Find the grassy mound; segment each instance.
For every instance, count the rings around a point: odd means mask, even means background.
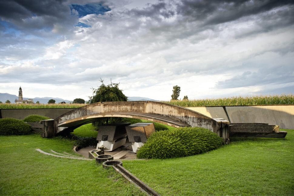
[[[185,127],[152,134],[138,150],[139,158],[165,159],[207,152],[221,146],[216,133],[201,127]]]
[[[0,119],[0,135],[30,134],[29,125],[21,120],[11,118]]]
[[[28,123],[33,123],[36,121],[48,120],[50,118],[47,117],[44,117],[37,114],[32,114],[30,115],[25,118],[23,120],[24,122]]]

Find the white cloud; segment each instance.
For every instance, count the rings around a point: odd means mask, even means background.
[[[266,79],[270,73],[264,71],[283,67],[280,75],[293,73],[294,25],[287,16],[292,6],[242,13],[241,17],[228,10],[224,18],[232,19],[219,22],[224,19],[217,19],[221,16],[219,11],[208,10],[210,16],[198,19],[193,13],[180,12],[183,5],[166,2],[146,5],[108,1],[111,11],[78,19],[90,27],[70,27],[65,21],[55,21],[50,33],[63,35],[56,39],[44,30],[40,36],[45,37],[46,44],[42,50],[38,43],[28,45],[24,41],[21,50],[16,44],[3,48],[6,53],[0,56],[6,60],[0,60],[0,76],[6,82],[12,77],[28,87],[32,84],[36,89],[33,97],[41,96],[41,89],[47,88],[51,94],[60,93],[55,96],[72,99],[77,94],[91,95],[90,87],[99,85],[100,78],[120,82],[127,96],[159,100],[170,99],[175,85],[181,87],[180,97],[192,99],[274,93],[279,86],[292,86],[290,79],[272,77],[273,84],[268,86]],[[72,10],[72,14],[69,24],[78,13]],[[22,49],[26,46],[35,51]],[[236,77],[248,71],[260,79],[245,83]],[[241,83],[246,85],[234,86]],[[36,83],[39,87],[33,85]],[[2,92],[7,89],[3,84]],[[218,89],[220,84],[222,88]],[[56,85],[55,90],[52,87]],[[19,86],[15,84],[17,90]]]

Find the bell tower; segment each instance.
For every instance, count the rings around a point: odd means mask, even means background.
[[[19,89],[18,90],[18,100],[22,100],[22,90],[20,86],[19,86]]]

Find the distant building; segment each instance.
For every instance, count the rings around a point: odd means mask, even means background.
[[[22,90],[20,86],[19,86],[18,90],[18,99],[16,99],[14,101],[15,103],[35,103],[33,102],[33,100],[31,99],[24,100],[22,100]]]

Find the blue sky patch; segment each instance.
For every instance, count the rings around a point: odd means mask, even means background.
[[[78,11],[80,18],[92,14],[104,14],[106,12],[111,10],[108,6],[103,5],[101,3],[88,3],[82,5],[72,4],[69,6],[72,10],[74,9]]]
[[[79,26],[81,27],[91,27],[92,26],[89,25],[87,25],[85,23],[83,23],[81,22],[79,22],[78,24],[75,25],[76,26]]]

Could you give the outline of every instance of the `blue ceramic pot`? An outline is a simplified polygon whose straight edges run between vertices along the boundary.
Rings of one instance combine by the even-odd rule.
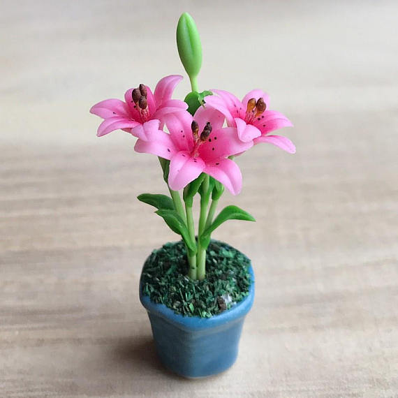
====================
» **Instruction**
Rewrite every line of the records above as a numbered list, skipping blank lines and leaving the pictures out.

» **Result below**
1. Find the grassy mound; segment each instance.
2. For every instance, count the rings around a point: odd means mask, even means background.
3. [[[185,127],[152,134],[138,150],[139,158],[165,159],[207,152],[221,146],[216,133],[201,127]]]
4. [[[0,119],[0,135],[30,134],[29,125],[21,120],[11,118]]]
5. [[[28,123],[33,123],[36,121],[48,120],[50,118],[47,117],[44,117],[37,114],[32,114],[30,115],[25,118],[23,120],[24,122]]]
6. Find the white cloud; segment each instance.
7. For every instance, count the rings around a point: odd means mask, even means background.
8. [[[266,79],[270,73],[264,71],[283,67],[280,75],[293,73],[294,25],[287,16],[292,6],[242,13],[241,17],[228,10],[224,18],[232,19],[219,22],[224,19],[217,19],[221,16],[219,11],[208,10],[210,16],[198,19],[193,13],[180,12],[183,5],[166,2],[146,5],[108,1],[111,11],[78,19],[90,27],[70,27],[65,21],[55,21],[50,33],[63,35],[56,39],[44,30],[40,36],[45,37],[46,44],[42,50],[38,43],[28,45],[24,41],[21,50],[16,44],[3,48],[6,53],[0,56],[6,60],[0,60],[0,76],[6,82],[12,77],[28,87],[32,84],[36,89],[33,97],[41,96],[41,89],[47,88],[51,94],[60,93],[55,96],[72,99],[77,94],[91,95],[90,87],[99,85],[100,78],[120,82],[127,96],[159,100],[170,99],[175,85],[181,87],[180,97],[192,99],[274,93],[279,86],[292,86],[290,79],[272,77],[273,84],[268,86]],[[72,10],[72,14],[69,24],[78,13]],[[22,49],[26,46],[35,51]],[[236,77],[248,71],[260,79],[245,83]],[[241,83],[246,85],[234,86]],[[36,83],[39,87],[33,85]],[[2,92],[7,89],[3,84]],[[218,89],[220,84],[222,88]],[[56,85],[55,90],[52,87]],[[19,86],[15,84],[17,90]]]
9. Find the bell tower; segment each instance.
10. For every instance, count the rings around a point: odd means mask, even means background.
11. [[[19,89],[18,90],[18,100],[22,100],[22,90],[20,86],[19,86]]]
12. Find the distant building; segment each instance.
13. For every instance, count the rings around a point: odd means mask, even means background.
14. [[[22,90],[20,86],[19,86],[18,90],[18,99],[16,99],[14,101],[15,103],[35,103],[33,102],[33,100],[31,99],[24,100],[22,100]]]
15. Find the blue sky patch; segment each instance.
16. For every instance, count the rings around a point: odd means mask, even means background.
17. [[[78,11],[80,18],[92,14],[104,14],[106,12],[111,10],[108,6],[103,5],[101,3],[88,3],[82,5],[72,4],[69,6],[72,10],[74,9]]]
18. [[[79,26],[81,27],[91,27],[92,26],[89,25],[87,25],[85,23],[83,23],[81,22],[79,22],[78,24],[75,25],[76,26]]]
19. Could you give the outline of every instance of the `blue ceramic pot`? An outline is a simplified polygon whose straight edges run between vertices along the boundary.
20. Rings of one instance combine by the even-odd rule.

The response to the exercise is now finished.